Prompt a:
In the script.py guide below, shorten the paragraph that begins "The data donation task runs in the browser" and keep its main facts.

Text provided:

^^^^

Start writing your own `script.py` using the api¶

Now that you have seen a full example, you can start to try and create your own data donation task. With the elements from the example you can already build some pretty intricate data donation tasks. Start creating your own by script.py by adapting this example to your own needs, for example, instead of file names you could extract data you would actually like to extract yourself.

If you want to see which up what UI elements are available to you checkout api/props.py. In general you need to construct your own pages (prompts) and render them with render_page (dont forget yield).

The usage of `yield` in `script.py`¶

Did you notice yield instead of return? yield makes sure that whenever the code resumes after a page render, it starts where it left off. If you render a page you need to use yield instead of return, just like in the example.

Install Python packages¶

The data donation task runs in the browser of the participant, it is important to understand that when Python is running in your browser it is not using the Python version you have installed on your system. The data donation task is using Pyodide this is Python compiled to web assembly that runs in the browser. This means that packages you have available on your system install of Python, won’t be available in the browser.

If you want to use external packages they should be available for Pyodide, you can check the list of available packages here. If you have found a package you want to use you can installed it by adding it to the array in the loadPackages function in src/framework/processing/py_worker.js as shown below:

// src/framework/processing/py_worker.js
function loadPackages() {
  console.log('[ProcessingWorker] loading packages')

^^^^

Input:
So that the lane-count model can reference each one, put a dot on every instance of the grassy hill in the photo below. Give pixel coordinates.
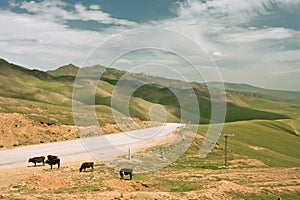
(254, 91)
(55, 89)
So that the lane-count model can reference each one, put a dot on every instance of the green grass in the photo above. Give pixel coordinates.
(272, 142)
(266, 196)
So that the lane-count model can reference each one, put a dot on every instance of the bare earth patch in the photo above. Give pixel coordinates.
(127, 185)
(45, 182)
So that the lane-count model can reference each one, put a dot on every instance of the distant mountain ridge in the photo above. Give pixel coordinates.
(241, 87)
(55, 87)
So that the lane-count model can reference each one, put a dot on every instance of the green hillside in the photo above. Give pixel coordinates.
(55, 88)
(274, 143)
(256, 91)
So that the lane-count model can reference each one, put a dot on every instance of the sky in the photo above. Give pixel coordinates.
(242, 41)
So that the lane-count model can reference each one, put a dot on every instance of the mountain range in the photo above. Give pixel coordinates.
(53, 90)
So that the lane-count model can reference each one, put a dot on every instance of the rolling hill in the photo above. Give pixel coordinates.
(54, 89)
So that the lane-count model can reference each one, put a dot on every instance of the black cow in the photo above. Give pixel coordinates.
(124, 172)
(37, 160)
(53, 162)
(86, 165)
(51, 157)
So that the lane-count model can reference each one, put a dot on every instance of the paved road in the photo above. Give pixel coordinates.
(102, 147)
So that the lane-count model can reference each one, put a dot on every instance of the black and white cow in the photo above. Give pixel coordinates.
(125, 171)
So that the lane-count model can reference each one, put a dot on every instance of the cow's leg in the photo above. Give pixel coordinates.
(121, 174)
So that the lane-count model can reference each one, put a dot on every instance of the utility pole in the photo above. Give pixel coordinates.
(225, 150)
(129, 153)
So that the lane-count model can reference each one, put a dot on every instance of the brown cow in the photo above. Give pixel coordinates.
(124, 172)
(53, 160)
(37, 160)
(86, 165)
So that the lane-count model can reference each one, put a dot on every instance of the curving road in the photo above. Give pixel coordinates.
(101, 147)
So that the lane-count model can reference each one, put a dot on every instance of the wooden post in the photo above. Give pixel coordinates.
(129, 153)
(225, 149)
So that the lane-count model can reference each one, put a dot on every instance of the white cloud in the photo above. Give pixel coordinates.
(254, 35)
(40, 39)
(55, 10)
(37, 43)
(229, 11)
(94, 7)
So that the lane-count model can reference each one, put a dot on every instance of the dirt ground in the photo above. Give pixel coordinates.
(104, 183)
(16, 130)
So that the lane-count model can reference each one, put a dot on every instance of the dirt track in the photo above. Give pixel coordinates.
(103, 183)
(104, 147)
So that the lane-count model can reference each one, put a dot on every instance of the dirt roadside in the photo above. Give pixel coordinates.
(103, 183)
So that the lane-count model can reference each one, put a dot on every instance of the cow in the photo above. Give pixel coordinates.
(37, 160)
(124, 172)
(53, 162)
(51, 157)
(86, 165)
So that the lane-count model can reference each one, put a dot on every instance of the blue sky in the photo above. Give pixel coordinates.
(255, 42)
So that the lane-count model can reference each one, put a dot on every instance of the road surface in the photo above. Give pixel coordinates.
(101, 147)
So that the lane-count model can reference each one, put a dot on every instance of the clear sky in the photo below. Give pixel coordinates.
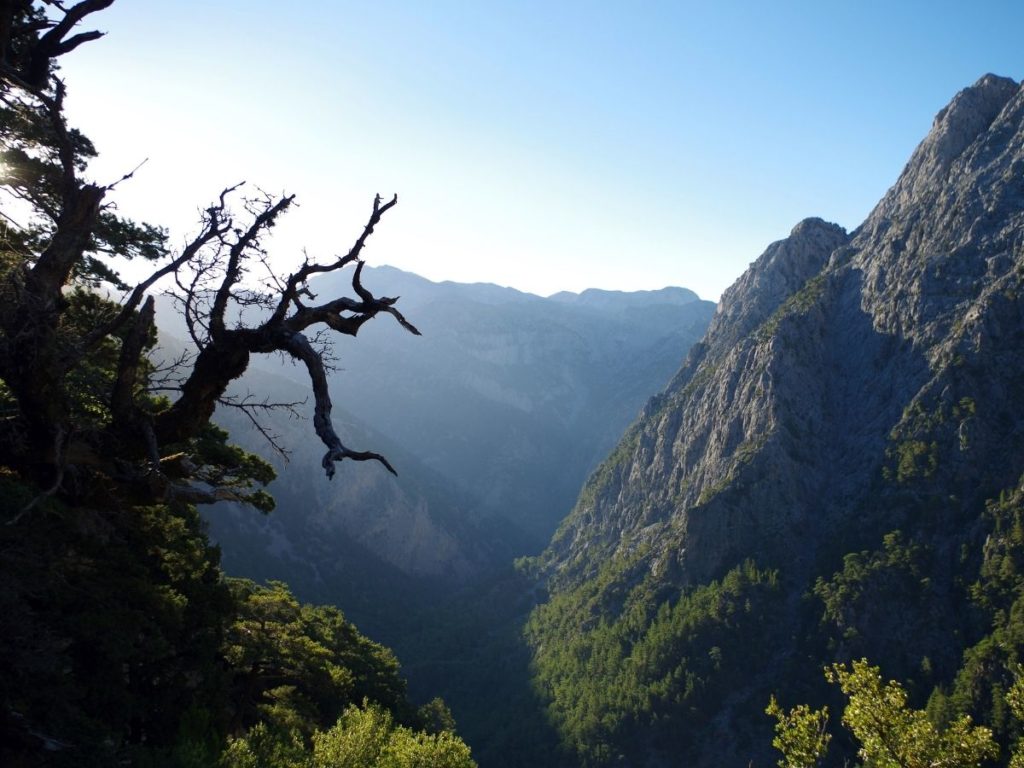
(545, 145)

^^^^

Prompt b:
In the records, rename "lane-count model" to "road-scene model" in everything from the line containing "of the blue" down to the end of the records, and change nothing else. Give only those lines, and leave out the pictures.

Correct answer a:
The data donation task runs in the participant's browser through Pyodide, which is Python compiled to web assembly. It does not use the Python version installed on your system, so packages from that install won't be available in the browser.

Correct answer b:
So that the road-scene model can reference each one, put a dot on every instance of the blue sky in the photo above. Give pixel coordinates.
(255, 42)
So that the road-scene model can reference each one, put a dot on every instance of the road surface in the photo above. Give pixel coordinates.
(101, 147)
So that the road-scene model can reference each one, put a dot on every instance of the clear sky in the photo below. Give pixel coordinates.
(545, 145)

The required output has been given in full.